● **WHAT YOU NEED TO DO**: Quote the records that follow in full, leaving the pictures out.

======

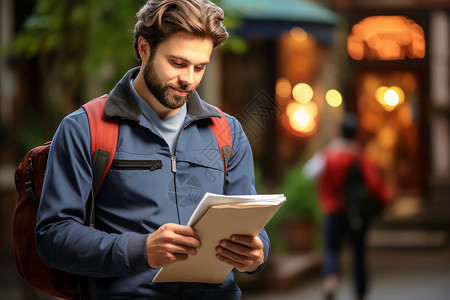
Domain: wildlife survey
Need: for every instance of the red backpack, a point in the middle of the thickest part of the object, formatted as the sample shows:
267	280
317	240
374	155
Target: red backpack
29	178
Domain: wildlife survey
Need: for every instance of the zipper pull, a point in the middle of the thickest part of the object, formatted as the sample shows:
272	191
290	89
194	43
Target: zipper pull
174	164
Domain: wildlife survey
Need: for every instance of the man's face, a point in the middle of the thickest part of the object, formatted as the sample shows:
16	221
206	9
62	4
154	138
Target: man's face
176	68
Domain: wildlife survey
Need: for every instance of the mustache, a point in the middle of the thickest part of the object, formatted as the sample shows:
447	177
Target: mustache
183	87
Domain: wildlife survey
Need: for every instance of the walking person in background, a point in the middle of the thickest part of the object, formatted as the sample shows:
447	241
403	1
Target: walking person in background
331	166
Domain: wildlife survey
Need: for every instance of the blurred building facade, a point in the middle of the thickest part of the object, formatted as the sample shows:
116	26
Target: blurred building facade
401	49
388	61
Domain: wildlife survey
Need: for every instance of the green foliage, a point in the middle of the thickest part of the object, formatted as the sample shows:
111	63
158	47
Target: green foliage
302	201
301	205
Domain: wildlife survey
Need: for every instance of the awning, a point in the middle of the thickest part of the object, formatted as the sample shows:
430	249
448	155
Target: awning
268	18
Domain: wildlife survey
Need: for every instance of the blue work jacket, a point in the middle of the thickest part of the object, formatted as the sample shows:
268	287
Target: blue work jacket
134	202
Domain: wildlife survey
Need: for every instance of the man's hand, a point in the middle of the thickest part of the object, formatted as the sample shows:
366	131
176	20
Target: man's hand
245	253
171	243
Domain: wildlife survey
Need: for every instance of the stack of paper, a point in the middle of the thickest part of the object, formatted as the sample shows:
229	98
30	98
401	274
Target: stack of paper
218	217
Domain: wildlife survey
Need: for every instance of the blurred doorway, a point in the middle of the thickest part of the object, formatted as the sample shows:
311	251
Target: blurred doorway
391	117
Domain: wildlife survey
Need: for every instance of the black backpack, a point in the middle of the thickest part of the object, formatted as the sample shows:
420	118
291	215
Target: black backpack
360	205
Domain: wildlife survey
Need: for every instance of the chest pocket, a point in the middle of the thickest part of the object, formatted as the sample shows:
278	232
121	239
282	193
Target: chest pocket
151	165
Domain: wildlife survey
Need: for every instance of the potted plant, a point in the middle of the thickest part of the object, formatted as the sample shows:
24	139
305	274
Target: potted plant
297	220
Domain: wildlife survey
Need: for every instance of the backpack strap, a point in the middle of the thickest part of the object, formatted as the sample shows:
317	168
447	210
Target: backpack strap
222	132
104	133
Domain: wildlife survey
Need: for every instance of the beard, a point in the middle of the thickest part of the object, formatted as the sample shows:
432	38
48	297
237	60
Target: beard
162	91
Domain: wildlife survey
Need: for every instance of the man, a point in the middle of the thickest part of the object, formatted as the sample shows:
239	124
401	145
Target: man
330	166
141	213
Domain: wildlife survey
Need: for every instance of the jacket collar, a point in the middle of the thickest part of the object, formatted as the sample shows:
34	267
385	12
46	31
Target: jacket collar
122	104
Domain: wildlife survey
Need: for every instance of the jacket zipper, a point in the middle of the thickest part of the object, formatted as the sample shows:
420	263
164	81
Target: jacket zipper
136	164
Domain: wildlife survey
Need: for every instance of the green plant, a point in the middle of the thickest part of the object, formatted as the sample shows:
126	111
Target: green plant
294	227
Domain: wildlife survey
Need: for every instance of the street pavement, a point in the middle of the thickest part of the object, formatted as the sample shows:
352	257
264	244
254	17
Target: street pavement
400	274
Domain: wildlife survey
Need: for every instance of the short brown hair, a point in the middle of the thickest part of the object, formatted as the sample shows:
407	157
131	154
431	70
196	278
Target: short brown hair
158	19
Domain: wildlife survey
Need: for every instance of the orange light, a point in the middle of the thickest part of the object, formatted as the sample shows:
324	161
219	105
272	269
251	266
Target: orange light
334	98
302	93
302	117
386	38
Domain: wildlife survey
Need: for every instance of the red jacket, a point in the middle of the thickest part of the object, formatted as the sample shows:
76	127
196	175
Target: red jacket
338	158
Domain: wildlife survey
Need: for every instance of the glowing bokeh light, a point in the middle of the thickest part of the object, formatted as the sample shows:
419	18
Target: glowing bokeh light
334	98
302	117
283	87
386	38
302	93
391	98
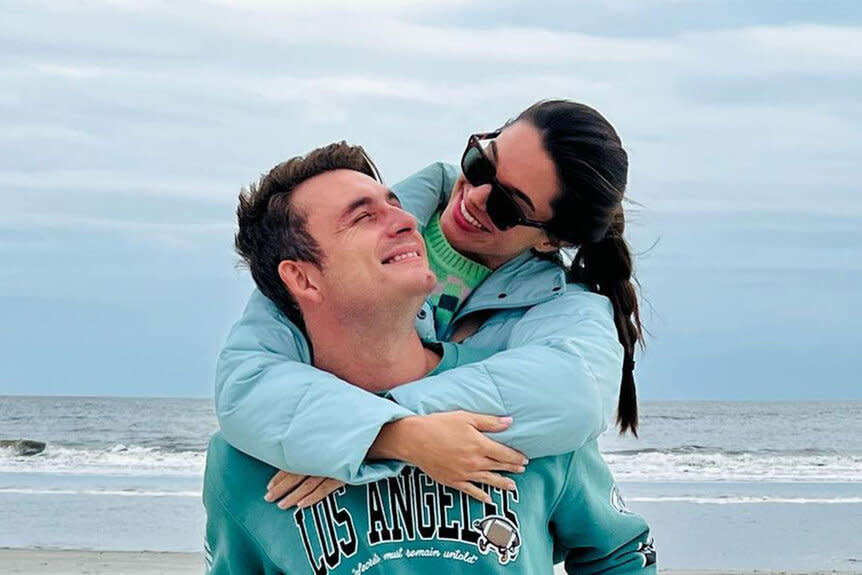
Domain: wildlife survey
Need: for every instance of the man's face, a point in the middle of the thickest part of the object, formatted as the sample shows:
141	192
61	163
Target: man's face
522	165
372	253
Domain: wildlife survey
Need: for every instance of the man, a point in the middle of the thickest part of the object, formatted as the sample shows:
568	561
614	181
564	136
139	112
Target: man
356	277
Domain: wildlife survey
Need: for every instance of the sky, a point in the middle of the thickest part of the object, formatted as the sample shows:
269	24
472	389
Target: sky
129	128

======

● **EXERCISE OUTPUT**:
Domain: wildlife survey
Need: for every instance of the red backpack, a point in the middle of the thickest part of the object, formatted as the sample shows:
267	280
317	240
374	155
Target: red backpack
29	178
Domain: wildlife survey
Need: for every instance of the zipper pull, a point in the middle of the thickest part of the object, formatted as the sample shows:
272	191
290	89
194	43
Target: zipper pull
174	164
Domain: wildlife survey
Need: for every instance of the man's face, a point in the middle of the thickest part of the object, formatted as the sample shows:
16	221
206	9
62	4
154	138
Target: man's face
176	68
Domain: wildlife survey
Need: for every instance of the mustache, a point in the middle of the thickest part of the object, formatted as the sample shows:
447	177
Target: mustache
183	87
Domain: wildlife survey
Need: for every instance of the walking person in background, a point in the middle of the thickest part of the object, formatted as the sample shows:
447	241
403	1
Target: walking person in background
331	166
Domain: wildlife survey
Need: for every instance of the blurred building facade, a point in the middle of the thickest part of the object, formatted as the sample shows:
116	26
Target: blurred building facade
401	49
388	61
Domain: wildlife survey
Need: for every instance of the green foliage, a point in the middle of the thickest part of the object, formatted as the sample shows:
111	63
158	47
Target: green foliage
302	201
301	205
Domain: wildlife survey
Need: for every instance of the awning, a point in the middle of the thickest part of the object, formatted as the sample shows:
430	249
448	155
Target: awning
268	18
Domain: wildlife survey
Need: for every instance of the blue work jacket, a point in the middle of the thickest part of the object, formatted as the sample shows:
268	287
Target: blue work jacket
134	202
Domain: wildlife survey
Need: for every instance of the man's hand, a point in the middle of the thickest part of the object, formatted as the sample shows:
366	131
176	20
Target: man's hand
245	253
171	243
Domain: wildlife survey
Need: for every instance of the stack of paper, a point in the middle of the thickest part of the object, formatted as the sample shows:
229	98
30	98
401	274
Target: stack of paper
218	217
Domain: wildlife survey
Need: for every instance of the blurred doorway, a point in the middle of the thickest part of the object, formatted as the sample shows:
311	251
Target: blurred doorway
391	117
Domain: wildlife survey
Need: for every instance of the black backpack, a point in the middle of the thickest part of the object, formatted as the sample shows:
420	118
291	215
Target: black backpack
360	205
Domain: wildlife survey
Need: for every instance of the chest pocket, a point in the middle of the thickest part of the object, formatted as the sample shows:
278	232
121	239
282	193
Target: chest pocket
151	165
Domain: wildlife survey
Need: for every instance of the potted plant, a point in the middle of the thickest part of the object, formatted as the sample shows:
24	139
305	274
Target: potted plant
297	220
Domain: wildlife survey
Need: for every instance of the backpack strap, a point in the middle of the thickest part of the object, formatted as the sample shows:
317	168
447	210
Target: backpack strap
222	132
104	133
Domain: wildlife survey
Need: for every instance of the beard, a point in the middle of the thickest part of the object, formatted as the sample shows:
432	38
48	297
237	60
Target: beard
162	91
Domain: wildlife survey
Need: for every instance of the man, a point in the middle of the thickest part of the object, formatted as the sample shows:
239	124
401	145
Target: man
330	166
141	213
Domain: wildlife survey
Need: for every instance of the jacket collar, a point in the middle of the thickest part of the object, formatted as the sample shows:
34	267
385	12
46	31
Target: jacket collar
122	104
Domain: wildlife survey
Need: for every instance of the jacket zipper, a point in the middle of the thickest part of the object, formatted as the sample shows:
420	263
164	81
Target: jacket zipper
136	164
Domain: wildlife survey
Need: for every instance of the green plant, a point in the middle of the thickest part of the object, formatted as the sample shows:
126	111
Target: green plant
294	227
Domain: wildlife survey
Need: for every instance of the street pavement, a point in the middle of the thickest part of the object, formatted as the sample shows:
352	257
264	244
254	17
Target: street pavement
400	274
Domain: wildlife survey
Need: for every instance of the short brown hair, a point in the middle of the thickest part of the object, formatted as the sample shows:
407	157
131	154
431	70
196	278
Target: short brown hair
158	19
Domain: wildlife survey
Need: for every instance of the orange light, a point in the middle of the thickest part of the object, formatted as the sample shows:
324	161
219	105
272	269
251	266
Target: orange light
334	98
302	93
302	117
386	38
Domain: wildlife survey
Need: for every instance of the red jacket, a point in the middle of the thickest part of the object, formatted as the sample shows:
76	127
196	175
Target: red jacket
338	158
Domain: wildlife survey
Need: for every instance of the glowing bokeh light, a point in the middle of the thickest part of the object, formatted as the sample shows:
419	18
Target: glowing bokeh light
334	98
302	117
283	87
386	38
302	93
391	98
Domain: wildlife survey
Need: for every instance of the man's face, a point in the middle of the thickest part of the object, formatted as the sample shows:
141	192
61	163
Target: man's face
522	165
372	253
Domain: wildlife survey
Need: for every instance of the man, a point in the middle of the thickest part of the object, formatted as the sample shows:
568	561
614	181
564	136
139	112
Target: man
356	277
Domain: wildlife survey
Need: for every instance of the sky, a point in the middle of the thickest part of the object, formatted as the sample shows:
269	24
472	389
Target: sky
129	128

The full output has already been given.